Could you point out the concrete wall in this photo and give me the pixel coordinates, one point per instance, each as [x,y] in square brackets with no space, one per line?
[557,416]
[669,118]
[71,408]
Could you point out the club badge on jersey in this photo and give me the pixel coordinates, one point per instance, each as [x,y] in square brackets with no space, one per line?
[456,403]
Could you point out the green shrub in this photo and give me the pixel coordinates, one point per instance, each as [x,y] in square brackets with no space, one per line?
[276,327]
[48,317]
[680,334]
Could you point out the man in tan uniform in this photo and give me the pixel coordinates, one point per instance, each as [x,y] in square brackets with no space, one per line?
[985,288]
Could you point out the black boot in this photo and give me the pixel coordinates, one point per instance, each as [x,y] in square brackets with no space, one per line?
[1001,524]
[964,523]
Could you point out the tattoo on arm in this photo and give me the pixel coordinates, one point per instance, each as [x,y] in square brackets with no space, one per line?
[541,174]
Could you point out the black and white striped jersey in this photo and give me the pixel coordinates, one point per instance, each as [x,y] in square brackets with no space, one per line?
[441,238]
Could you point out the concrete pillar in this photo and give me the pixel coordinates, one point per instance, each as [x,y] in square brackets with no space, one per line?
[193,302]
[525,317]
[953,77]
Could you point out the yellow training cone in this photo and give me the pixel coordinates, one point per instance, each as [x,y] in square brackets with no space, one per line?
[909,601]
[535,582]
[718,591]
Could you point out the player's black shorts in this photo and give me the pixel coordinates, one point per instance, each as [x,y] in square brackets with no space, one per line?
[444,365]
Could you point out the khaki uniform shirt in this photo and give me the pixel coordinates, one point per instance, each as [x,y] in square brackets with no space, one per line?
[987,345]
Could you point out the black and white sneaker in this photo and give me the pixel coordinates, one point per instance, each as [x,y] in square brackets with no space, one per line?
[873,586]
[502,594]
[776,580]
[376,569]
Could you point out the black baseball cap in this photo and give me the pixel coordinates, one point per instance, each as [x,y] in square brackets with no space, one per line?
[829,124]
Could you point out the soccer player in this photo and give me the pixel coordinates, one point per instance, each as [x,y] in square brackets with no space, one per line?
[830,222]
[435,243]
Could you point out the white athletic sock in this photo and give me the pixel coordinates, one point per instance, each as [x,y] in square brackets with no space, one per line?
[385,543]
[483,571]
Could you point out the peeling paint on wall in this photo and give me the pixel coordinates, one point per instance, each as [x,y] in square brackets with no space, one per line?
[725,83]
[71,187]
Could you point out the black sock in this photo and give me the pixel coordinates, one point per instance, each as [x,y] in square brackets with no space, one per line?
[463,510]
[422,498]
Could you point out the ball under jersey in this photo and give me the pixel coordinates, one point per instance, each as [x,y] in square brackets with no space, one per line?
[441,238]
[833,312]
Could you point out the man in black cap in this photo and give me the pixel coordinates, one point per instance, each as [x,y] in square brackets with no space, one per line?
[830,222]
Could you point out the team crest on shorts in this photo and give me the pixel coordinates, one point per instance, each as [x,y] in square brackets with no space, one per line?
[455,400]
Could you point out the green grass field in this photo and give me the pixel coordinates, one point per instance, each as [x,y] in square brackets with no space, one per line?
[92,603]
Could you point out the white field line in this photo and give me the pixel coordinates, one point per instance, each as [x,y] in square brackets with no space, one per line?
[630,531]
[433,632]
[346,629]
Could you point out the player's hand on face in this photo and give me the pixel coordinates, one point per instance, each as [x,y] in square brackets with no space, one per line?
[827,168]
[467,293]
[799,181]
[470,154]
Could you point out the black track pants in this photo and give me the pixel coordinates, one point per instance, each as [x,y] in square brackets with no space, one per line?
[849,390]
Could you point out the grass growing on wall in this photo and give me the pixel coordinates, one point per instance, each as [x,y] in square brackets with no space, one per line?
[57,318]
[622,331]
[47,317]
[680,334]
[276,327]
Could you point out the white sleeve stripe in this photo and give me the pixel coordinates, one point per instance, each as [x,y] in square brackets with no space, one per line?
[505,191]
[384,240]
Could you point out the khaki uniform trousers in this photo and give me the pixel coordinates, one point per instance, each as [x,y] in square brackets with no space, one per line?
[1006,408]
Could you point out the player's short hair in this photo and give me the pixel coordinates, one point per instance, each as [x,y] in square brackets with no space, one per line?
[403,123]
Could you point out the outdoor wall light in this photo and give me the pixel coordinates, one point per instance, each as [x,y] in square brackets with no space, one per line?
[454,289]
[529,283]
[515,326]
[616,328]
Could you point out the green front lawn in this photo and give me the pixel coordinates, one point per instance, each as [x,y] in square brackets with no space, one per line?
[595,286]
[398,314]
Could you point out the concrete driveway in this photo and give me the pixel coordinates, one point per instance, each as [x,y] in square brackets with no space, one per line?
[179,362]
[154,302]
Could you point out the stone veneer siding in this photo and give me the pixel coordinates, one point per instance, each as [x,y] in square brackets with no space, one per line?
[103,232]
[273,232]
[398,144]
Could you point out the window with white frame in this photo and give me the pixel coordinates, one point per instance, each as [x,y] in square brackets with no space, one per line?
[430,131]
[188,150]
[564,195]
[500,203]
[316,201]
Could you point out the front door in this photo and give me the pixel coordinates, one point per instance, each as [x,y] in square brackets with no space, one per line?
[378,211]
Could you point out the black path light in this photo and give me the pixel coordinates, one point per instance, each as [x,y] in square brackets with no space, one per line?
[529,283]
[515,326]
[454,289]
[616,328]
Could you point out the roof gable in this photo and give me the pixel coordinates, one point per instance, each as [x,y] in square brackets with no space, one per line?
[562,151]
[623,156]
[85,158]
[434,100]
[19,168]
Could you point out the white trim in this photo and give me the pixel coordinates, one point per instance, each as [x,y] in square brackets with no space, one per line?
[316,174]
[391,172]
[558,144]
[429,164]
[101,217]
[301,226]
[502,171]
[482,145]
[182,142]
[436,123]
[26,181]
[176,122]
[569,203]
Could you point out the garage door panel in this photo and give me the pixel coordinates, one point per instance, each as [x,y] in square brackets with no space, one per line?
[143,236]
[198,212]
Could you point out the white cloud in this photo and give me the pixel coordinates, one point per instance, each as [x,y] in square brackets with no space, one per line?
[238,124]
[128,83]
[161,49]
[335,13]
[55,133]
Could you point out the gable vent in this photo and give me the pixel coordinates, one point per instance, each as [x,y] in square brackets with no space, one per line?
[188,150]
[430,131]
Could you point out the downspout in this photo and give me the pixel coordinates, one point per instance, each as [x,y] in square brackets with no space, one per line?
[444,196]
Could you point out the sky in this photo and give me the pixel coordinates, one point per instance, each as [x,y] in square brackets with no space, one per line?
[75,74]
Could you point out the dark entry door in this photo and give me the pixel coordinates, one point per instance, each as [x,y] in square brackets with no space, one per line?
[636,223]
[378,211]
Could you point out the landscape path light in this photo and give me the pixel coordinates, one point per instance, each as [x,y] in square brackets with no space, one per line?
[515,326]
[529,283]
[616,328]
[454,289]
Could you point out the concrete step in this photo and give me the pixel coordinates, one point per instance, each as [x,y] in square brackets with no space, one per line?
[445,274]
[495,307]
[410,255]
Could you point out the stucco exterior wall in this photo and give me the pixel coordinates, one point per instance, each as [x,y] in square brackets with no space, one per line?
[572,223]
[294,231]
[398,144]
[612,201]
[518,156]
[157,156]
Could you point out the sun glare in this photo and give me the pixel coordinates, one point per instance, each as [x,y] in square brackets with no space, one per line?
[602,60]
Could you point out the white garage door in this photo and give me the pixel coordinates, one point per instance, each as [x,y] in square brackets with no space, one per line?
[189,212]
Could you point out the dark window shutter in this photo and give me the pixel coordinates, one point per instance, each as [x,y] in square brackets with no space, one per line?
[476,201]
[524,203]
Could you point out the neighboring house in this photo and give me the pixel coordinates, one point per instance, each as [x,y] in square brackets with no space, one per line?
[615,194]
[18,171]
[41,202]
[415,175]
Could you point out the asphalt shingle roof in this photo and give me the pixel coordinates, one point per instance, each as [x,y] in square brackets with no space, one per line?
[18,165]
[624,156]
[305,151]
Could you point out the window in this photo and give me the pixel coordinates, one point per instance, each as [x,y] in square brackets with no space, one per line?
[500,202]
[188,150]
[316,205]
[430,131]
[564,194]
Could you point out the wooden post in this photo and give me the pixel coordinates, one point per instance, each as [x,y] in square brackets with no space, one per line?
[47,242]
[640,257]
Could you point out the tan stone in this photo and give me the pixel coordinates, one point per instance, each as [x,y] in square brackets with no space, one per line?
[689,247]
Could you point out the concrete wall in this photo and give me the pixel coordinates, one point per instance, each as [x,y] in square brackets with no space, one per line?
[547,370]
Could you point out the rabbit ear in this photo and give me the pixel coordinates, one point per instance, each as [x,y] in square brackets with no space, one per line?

Set task |
Quote, without alteration, the final stretch of the entries: the line with "Could you point out the neighboring" onward to the last line.

Answer to the exercise |
Could you point out the neighboring house in this photo and give me the pixel coordinates, one point per instance, each as [x,y] in square brackets with no space, one per line?
[615,194]
[18,171]
[41,202]
[415,175]
Could you point out the asphalt shingle roof in this photo and give me the pixel coordinates, one point per instance, each as [x,y] in square brackets with no space, one per line?
[18,165]
[624,156]
[305,151]
Could you point out the window in this photo and give me the pixel coordinates, one point per instance, each as [x,y] in square brackets with no space, one per line?
[500,202]
[188,150]
[316,205]
[430,131]
[564,194]
Could you point out the wooden post in this photo and give me the pixel coordinates, one point per instance, each as [x,y] in square brackets with no space, one per line?
[47,242]
[640,257]
Could you point out the tan stone in this photo and give me the pixel coordinates, one point per instance, each as [x,y] in square brackets with no space, one per line?
[689,247]
Could you point out the concrete wall in this photo and give me the pixel coordinates, one point per instance, each as [x,y] in square brackets with no space, one per line?
[547,370]
Could you point out the rabbit ear in this photo and give me the pixel coordinates, one point per instance, each as [x,y] in square brackets with no space, one per line?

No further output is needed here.